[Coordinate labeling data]
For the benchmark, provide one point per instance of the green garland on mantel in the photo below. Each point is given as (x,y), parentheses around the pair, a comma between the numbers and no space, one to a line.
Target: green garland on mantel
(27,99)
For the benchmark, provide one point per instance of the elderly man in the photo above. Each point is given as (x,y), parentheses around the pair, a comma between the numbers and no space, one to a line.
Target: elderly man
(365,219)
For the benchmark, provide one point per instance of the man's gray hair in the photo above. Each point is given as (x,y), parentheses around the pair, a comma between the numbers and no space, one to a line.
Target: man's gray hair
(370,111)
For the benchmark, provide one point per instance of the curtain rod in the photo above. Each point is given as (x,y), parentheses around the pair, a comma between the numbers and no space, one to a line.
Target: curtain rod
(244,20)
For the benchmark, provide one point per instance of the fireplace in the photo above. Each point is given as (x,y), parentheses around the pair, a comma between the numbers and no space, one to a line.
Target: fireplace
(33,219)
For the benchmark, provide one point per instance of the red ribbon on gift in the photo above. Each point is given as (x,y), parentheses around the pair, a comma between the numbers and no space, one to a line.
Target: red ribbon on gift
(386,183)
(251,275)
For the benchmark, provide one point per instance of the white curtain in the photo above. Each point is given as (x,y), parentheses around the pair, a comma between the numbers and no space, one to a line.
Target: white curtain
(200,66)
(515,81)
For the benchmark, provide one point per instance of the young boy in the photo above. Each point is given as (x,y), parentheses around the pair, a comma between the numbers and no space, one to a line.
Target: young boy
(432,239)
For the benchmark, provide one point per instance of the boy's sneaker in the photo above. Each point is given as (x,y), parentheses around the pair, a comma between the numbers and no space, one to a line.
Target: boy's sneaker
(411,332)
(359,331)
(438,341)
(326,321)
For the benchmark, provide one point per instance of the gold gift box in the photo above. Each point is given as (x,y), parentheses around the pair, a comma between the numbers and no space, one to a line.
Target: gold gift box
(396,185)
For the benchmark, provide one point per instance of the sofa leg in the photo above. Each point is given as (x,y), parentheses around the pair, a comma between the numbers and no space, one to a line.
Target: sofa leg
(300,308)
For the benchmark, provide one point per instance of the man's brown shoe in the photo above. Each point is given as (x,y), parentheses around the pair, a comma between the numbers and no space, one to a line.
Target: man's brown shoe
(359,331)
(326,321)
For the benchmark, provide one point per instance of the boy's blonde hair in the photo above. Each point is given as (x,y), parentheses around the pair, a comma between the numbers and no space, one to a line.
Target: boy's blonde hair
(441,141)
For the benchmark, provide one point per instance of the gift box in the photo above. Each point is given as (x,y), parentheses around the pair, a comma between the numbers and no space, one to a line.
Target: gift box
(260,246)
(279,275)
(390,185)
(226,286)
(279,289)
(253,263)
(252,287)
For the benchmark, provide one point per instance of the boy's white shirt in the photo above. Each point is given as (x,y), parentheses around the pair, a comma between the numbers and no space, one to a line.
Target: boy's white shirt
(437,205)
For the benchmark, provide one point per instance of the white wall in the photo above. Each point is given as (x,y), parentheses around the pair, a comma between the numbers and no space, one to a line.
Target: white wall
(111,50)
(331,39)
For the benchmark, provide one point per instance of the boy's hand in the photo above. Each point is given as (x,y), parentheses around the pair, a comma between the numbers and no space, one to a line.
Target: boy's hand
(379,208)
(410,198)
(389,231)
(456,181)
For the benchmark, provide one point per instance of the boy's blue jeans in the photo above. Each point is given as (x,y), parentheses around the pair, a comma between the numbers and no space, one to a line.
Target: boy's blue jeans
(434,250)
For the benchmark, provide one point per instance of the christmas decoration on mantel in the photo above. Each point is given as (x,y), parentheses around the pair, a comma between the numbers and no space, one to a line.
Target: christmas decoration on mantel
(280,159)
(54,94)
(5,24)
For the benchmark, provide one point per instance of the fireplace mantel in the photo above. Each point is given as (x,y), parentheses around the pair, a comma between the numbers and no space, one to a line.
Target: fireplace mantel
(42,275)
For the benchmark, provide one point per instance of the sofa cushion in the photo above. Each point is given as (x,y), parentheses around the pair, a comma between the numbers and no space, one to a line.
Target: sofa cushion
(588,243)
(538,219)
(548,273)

■ **Aim**: Copy out each line exactly as written.

■ **Exercise solution**:
For the benchmark, provide one point per instance of the green garland on mantel in the photo below. Each point is given as (x,y), parentheses around the pair, a comma between the numbers and no space, one to a line.
Target: green garland on mantel
(27,99)
For the benchmark, provide one point per instance of the elderly man in the photo above. Each point is given as (x,y), parentheses around the pair, a comma between the numbers and no space, one to a line.
Target: elderly man
(365,219)
For the benchmark, provide one point per instance of the man's gray hair in the photo above. Each point is given as (x,y), parentheses around the pair, a comma between the numbers and no space, one to a line.
Target: man's gray hair
(370,111)
For the benchmark, provide one point per instance of the curtain rod in the photo above. Each point is given as (x,y), parentheses around the pair, a comma between the numbers and no space, one to a line.
Target: curtain rod
(244,20)
For the benchmark, provide one point per instance of the fireplace in the photo above. Each point is given as (x,y), parentheses around the pair, a comma between the numbers and no space, one to a line.
Target: fireplace
(33,219)
For the benchmark, provide one point per instance of the red ribbon on gift in the photo above. Each point is given as (x,y), parentheses around the pair, a comma between the numbers and no space, one to a line.
Target: red ribbon on gift
(386,183)
(251,275)
For the benchmark, provide one point per instance of the white curtain in the photo above. Each point is given as (x,y), parentheses around the pair, a comma between the numbers and no space, one to a line.
Target: white curtain
(200,66)
(515,81)
For the benchmark, provide one point per instance of the young boy in the photo above. Each point is given as (x,y), parentheses around the pair, a comma between the numbers and no space, one to a line.
Target: young boy
(432,239)
For the benchmark, provide one point per instance of the boy's sneaker in the photo above. Each point is given as (x,y), parentheses around the pair, a comma between the numbers and no space, one to a line.
Target: boy's sneaker
(411,332)
(359,331)
(438,341)
(326,321)
For the benchmark, provide one point per instance of the gold gift box in the photo above. Each point is given as (x,y), parentheses around the pair, a comma between the numbers and no space, one to a line.
Target: gold gift box
(396,185)
For the benchmark, provide one point per instance of the sofa leg in the photo above. Each point is given as (x,y), parentheses around the pair, a comma between the numbers and no space, one to a line.
Target: sofa leg
(300,308)
For the benchmark, provide one point per instance of the man's brown shoe in the photo above. Each point is given as (x,y), parentheses around the pair, a comma between the numbers and no space, one to a line.
Target: man's brown shoe
(359,331)
(326,321)
For the benchmark, provide one point per instance of the boy's blonde hair in the photo above. Each point is given as (x,y), parentheses around the pair, a comma between the numbers and no space, one to a line.
Target: boy's blonde hair
(441,141)
For the benchmark, provide one point per instance of the gift box in the photo above. Each point is given as (x,y), parentheses around the pair, a comma between the numbers and no space, one to a line.
Target: gift box
(260,246)
(279,275)
(390,185)
(226,286)
(279,289)
(253,263)
(252,287)
For the benchmark, provide one point per instance of the boy's white shirt in the photo above. Each point is given as (x,y), parentheses around the pair, a comma between the numbers and no space, one to a line.
Target: boy's white shirt
(437,205)
For the benchmark, provide one point per instance of the white wall in the photo above. Each point is given as (x,y), parentheses around the pair, a comma between the numbers and no space, one to a line.
Target: white wall
(111,50)
(331,39)
For the benchmark, provide one point per instance of the boy's hand in the photo above. Each point is given as (x,y), parentheses around the pair, a comma between the numbers and no space, one to a line.
Target: boy's hand
(379,208)
(410,198)
(389,231)
(456,181)
For the benchmark, provide one point per instance of the boy's blue jeans in the photo above. Each point is given as (x,y), parentheses around the pair, a comma between the numbers and no space, one to a line.
Target: boy's blue jeans
(434,250)
For the benchmark, provide one point per instance of the christmas decoration on mantel in the photo above. Each point is given as (x,y), parentheses around the pair, a comma between the numbers and no space, one to a line.
Target: christmas decoration on mantel
(280,159)
(54,94)
(5,24)
For the benchmark, provide one point per instance of the fireplace mantel in the photo above. Each point is given as (x,y), parentheses around the pair, a comma between the numbers and no space, one to a line.
Target: fireplace mantel
(42,275)
For the benchmark, provide one point per instance of the sofa cushion in the photo above. Each point is given as (x,y), parentheses around the pair, a comma between the numbers and no space, one to a line.
Target: sofa cushion
(588,243)
(538,219)
(548,273)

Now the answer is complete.